= Fragmento elegido =
====================
Entre los muchos libros maravillosos publicados en Por Un Mundo Nuevo hay uno que se convirtió personalmente en un "anzuelo" para mí. Se trata de las memorias de Leif Hovelsen -Out of the Evil Night- (Fuera de la Noche Maligna) cuya traducción al ruso A través de los muros el autor presentó en Moscú allá por 2006.
De 2010 a 2013 fue el periodo en el que me sentí especialmente apasionado por hacer que mi país fuera más democrático y humano. En aquellos años parecía posible transformar nuestra defectuosa democracia en una más sana: solo había que arreglar esto y aquello y el sistema empezaría a funcionar mejor. Por lo tanto, la idea de que nunca podrás hacer un cambio positivo en la sociedad a menos que sigas en tu propia vida los principios de honestidad, pureza, altruismo y amor absolutos parecía descabellada y totalmente irreal. Me gustó el estilo sincero del libro y me sentí empático con el autor cuando escribió sobre su experiencia de disculparse ante los enemigos. Sin embargo, todos los vívidos ejemplos de Leif sobre cómo el comportamiento recto y la disculpa honesta ayudaron a transformar las relaciones humanas, las familias y naciones enteras no fueron suficientes para convencerme de que cuatro absolutos son el único camino. Pensaba que, en general, estaba bien ser honesto, puro, desinteresado y cariñoso en todo momento, pero no se podía vivir de acuerdo con eso. No se podía ser abierto y sincero con todo el mundo. Reconocer tus propios defectos para resolver un conflicto con un oponente es obviamente algo bueno y necesario -esto no fue precisamente un descubrimiento-, pero no funcionará con la mayoría de la gente.
Sin embargo, la idea de que la democracia empieza en mí y depende de mis cualidades personales, de las que la honestidad absoluta, la pureza, el altruismo y el amor son las principales, de alguna manera se me quedó grabada y siguió royendo en silencio mi conciencia manchada. Sería exagerado decir que le daba demasiadas vueltas, pero imperceptiblemente empecé a evaluar mi comportamiento en función de normas morales absolutas. El resultado era demasiado a menudo decepcionante y me desanimaba, dejándome tan escéptico como antes sobre la aplicabilidad de los absolutos a la vida real.
====================
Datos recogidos
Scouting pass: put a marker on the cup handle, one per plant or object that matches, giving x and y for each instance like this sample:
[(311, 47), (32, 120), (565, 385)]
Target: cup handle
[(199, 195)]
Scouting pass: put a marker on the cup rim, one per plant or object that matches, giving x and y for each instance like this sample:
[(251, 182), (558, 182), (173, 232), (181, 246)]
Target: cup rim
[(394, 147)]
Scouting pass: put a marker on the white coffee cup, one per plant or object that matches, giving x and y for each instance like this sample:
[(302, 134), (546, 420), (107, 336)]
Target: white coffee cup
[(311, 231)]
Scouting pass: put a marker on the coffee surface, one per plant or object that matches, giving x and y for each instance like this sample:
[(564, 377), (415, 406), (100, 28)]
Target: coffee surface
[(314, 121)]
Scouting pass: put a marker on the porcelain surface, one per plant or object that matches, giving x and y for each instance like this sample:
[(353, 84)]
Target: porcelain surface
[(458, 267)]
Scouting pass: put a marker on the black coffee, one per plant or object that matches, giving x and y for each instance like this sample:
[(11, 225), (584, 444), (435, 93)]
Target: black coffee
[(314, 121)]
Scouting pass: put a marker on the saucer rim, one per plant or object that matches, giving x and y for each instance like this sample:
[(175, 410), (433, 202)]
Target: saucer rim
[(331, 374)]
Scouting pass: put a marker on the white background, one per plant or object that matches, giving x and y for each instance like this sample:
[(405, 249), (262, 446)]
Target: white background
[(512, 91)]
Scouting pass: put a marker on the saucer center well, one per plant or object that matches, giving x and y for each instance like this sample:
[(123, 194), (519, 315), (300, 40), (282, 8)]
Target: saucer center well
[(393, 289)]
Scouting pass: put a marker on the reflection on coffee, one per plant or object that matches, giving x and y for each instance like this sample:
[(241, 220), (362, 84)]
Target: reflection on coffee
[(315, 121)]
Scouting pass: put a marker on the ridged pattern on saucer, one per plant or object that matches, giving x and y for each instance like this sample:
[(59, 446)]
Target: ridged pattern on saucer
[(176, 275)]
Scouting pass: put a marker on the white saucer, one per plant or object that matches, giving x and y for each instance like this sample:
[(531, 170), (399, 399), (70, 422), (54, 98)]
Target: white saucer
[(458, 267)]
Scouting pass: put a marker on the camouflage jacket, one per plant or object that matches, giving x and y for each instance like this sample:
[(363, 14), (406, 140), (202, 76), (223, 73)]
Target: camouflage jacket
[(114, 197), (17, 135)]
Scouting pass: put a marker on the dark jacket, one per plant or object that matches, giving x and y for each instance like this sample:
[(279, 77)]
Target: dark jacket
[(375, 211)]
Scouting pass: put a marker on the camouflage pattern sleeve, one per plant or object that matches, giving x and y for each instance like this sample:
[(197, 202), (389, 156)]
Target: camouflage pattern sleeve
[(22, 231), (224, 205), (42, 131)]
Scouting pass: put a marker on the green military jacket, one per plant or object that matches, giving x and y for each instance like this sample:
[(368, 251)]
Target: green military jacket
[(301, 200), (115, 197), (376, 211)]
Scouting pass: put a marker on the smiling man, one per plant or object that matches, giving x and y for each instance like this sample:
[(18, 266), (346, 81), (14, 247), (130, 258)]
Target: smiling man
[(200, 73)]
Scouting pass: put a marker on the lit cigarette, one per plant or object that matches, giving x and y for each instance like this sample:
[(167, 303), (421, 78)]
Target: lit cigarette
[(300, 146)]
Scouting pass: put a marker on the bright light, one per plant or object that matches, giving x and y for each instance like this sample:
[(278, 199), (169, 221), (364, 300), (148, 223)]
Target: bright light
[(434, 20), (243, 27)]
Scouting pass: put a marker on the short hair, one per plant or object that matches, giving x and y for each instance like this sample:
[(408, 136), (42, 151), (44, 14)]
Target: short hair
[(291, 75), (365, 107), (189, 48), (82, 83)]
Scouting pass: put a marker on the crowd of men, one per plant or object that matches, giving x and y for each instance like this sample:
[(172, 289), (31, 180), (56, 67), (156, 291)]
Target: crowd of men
====================
= Qué hay que hacer =
Según el fragmento elegido, ¿dónde y cuándo presentó Leif Hovelsen la traducción al ruso de sus memorias?

= Respuesta =
En Moscú, allá por 2006.